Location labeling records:
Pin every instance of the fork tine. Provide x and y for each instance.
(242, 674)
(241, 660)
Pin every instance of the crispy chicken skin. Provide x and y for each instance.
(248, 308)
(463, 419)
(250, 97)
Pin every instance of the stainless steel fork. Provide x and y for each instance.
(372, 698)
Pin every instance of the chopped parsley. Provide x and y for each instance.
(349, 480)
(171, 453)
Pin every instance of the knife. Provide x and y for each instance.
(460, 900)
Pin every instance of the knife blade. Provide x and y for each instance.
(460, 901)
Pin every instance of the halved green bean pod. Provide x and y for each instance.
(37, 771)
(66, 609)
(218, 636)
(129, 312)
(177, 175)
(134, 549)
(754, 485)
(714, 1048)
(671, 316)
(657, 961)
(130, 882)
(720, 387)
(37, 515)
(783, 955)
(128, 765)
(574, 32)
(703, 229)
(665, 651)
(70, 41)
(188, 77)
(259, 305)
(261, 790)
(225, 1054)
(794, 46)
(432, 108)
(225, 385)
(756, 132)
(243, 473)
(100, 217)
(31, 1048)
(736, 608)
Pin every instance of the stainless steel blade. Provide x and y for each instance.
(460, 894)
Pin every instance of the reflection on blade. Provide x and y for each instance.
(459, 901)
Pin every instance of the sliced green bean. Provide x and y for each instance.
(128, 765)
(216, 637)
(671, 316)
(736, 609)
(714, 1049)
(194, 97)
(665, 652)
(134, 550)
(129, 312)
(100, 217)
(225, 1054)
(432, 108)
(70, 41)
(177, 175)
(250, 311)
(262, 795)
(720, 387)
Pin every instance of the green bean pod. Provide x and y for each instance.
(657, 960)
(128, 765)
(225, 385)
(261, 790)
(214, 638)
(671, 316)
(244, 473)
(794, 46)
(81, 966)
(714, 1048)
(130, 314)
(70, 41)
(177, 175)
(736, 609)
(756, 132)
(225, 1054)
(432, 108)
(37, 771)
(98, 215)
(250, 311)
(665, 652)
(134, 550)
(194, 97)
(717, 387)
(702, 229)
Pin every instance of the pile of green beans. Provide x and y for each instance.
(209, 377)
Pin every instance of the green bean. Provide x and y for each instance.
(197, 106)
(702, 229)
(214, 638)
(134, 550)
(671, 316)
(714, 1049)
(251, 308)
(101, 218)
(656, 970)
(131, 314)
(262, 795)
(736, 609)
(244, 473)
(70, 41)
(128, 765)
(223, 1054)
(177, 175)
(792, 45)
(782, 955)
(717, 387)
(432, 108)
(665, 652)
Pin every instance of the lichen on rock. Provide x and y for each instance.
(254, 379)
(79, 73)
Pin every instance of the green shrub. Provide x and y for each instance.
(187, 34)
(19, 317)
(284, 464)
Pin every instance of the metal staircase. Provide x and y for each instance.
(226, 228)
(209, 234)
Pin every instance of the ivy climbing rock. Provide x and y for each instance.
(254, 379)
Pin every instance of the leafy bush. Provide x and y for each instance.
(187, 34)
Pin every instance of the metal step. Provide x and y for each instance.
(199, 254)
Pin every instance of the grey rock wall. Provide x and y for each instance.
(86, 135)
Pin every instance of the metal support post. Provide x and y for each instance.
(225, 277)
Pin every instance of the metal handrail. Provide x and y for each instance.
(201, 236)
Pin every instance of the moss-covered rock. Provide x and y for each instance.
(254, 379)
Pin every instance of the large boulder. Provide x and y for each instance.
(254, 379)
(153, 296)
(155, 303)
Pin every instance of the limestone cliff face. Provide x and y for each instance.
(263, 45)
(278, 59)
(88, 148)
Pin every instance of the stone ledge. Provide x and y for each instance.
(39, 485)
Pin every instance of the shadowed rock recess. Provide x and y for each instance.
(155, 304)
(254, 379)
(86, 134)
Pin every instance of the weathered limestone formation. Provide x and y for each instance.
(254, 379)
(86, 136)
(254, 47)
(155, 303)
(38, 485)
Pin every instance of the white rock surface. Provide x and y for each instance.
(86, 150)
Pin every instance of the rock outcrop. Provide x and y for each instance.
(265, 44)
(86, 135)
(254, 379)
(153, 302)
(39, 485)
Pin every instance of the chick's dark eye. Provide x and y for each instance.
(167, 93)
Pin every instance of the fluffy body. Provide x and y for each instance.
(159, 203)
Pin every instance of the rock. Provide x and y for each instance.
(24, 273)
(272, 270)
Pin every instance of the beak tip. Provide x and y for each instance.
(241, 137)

▶ **DIRECTIONS FOR THIS TASK**: Substitute "Mark all instances of" for every "Pin every instance of" in the material above and write it out in full. Keep everything else as it is.

▶ **WRITTEN ANSWER**:
Mark all instances of the fork tine. Provide x and y for each instance.
(242, 674)
(241, 660)
Mark all instances of the crispy chicken skin. Provide x and y for each instance.
(248, 308)
(463, 419)
(250, 97)
Mark all instances of the stainless steel fork. Provide x and y for each instance.
(372, 698)
Mark all instances of the chopped parsley. Provide x and y for each instance.
(349, 480)
(171, 453)
Mark all instances of the knife. Provide x and y for each instance.
(460, 900)
Mark all instances of the knife blade. Provide x and y for each instance.
(460, 901)
Mark all instances of the halved green bean pod. Provide x and y for each instance.
(37, 771)
(66, 609)
(218, 636)
(129, 312)
(177, 175)
(134, 549)
(754, 485)
(714, 1048)
(671, 316)
(657, 961)
(130, 882)
(720, 387)
(37, 515)
(783, 955)
(128, 765)
(574, 32)
(703, 229)
(665, 651)
(70, 41)
(188, 77)
(259, 305)
(261, 790)
(225, 1054)
(794, 46)
(432, 108)
(225, 385)
(756, 132)
(243, 473)
(100, 217)
(31, 1048)
(736, 608)
Mark all instances of the stainless steel blade. Provide x and y for each instance.
(460, 894)
Mark all instances of the reflection on blade. Provide x and y for each instance.
(459, 901)
Mark all instances of the sliced green bean. Provide x and y for each instance.
(128, 765)
(216, 637)
(671, 316)
(736, 609)
(714, 1049)
(194, 97)
(665, 652)
(134, 550)
(129, 312)
(100, 217)
(225, 1054)
(432, 108)
(70, 41)
(177, 175)
(250, 311)
(262, 795)
(720, 387)
Mark all instances of the green bean pod. Provide x and y for each instance.
(657, 960)
(128, 765)
(225, 385)
(261, 790)
(214, 638)
(671, 316)
(244, 473)
(794, 46)
(81, 966)
(714, 1048)
(130, 314)
(70, 41)
(177, 175)
(736, 609)
(756, 132)
(225, 1054)
(432, 108)
(37, 771)
(98, 215)
(250, 311)
(665, 652)
(134, 550)
(194, 97)
(717, 387)
(702, 229)
Mark all instances of the pile of green beans. Provide x and y for each instance.
(209, 377)
Mark all instances of the green bean. Provide x and y for each instance.
(197, 106)
(702, 229)
(214, 638)
(134, 550)
(671, 316)
(714, 1049)
(251, 308)
(101, 218)
(656, 970)
(131, 314)
(262, 795)
(736, 609)
(244, 473)
(70, 41)
(128, 765)
(223, 1054)
(177, 175)
(792, 45)
(782, 955)
(717, 387)
(432, 108)
(665, 652)
Mark all instances of the lichen on rock. Provide x and y for each instance.
(254, 379)
(79, 73)
Mark all instances of the green shrub. Provide x and y for each instance.
(187, 34)
(19, 317)
(284, 464)
Mark all instances of the metal staircase. Provide x and y for each instance.
(226, 228)
(209, 234)
Mark all instances of the ivy climbing rock. Provide x and y for each instance.
(254, 379)
Mark all instances of the leafy bush. Provide x and y for each instance.
(187, 34)
Mark all instances of the metal step. Provide x and y for each instance.
(199, 254)
Mark all instances of the grey rock wall. Provide x and y for each instance.
(86, 135)
Mark all instances of the metal support post. Provide x and y for each instance.
(225, 277)
Mark all instances of the metal handrail. Provide x and y for each instance.
(201, 236)
Mark all instances of the moss-covered rock. Provide x and y for each instance.
(254, 379)
Mark all instances of the large boulder. Provide x and y for each instance.
(254, 379)
(153, 296)
(155, 303)
Mark all instances of the limestone cliff face. Provide x and y for each instance.
(263, 45)
(278, 59)
(88, 148)
Mark all instances of the stone ledge. Provide x and y for each instance.
(39, 485)
Mark all instances of the shadowed rock recess. Provide x and y for each instance.
(155, 304)
(254, 379)
(86, 134)
Mark all instances of the weathered limestone formation. Provide x and y for each instance.
(254, 379)
(86, 136)
(254, 47)
(155, 303)
(38, 485)
Mark all instances of the white rock surface. Provide x and y for each instance.
(86, 150)
Mark all instances of the rock outcrop. Provide x and y for each instance.
(265, 44)
(86, 135)
(254, 379)
(153, 302)
(39, 485)
Mark all instances of the chick's dark eye. Provide x and y for each instance.
(167, 93)
Mark all instances of the fluffy body. Provide x and y for each instance.
(159, 203)
Mark all instances of the rock. Provide x and y for each instance.
(24, 273)
(272, 270)
Mark all instances of the beak tip. Provide x and y for each instance.
(241, 137)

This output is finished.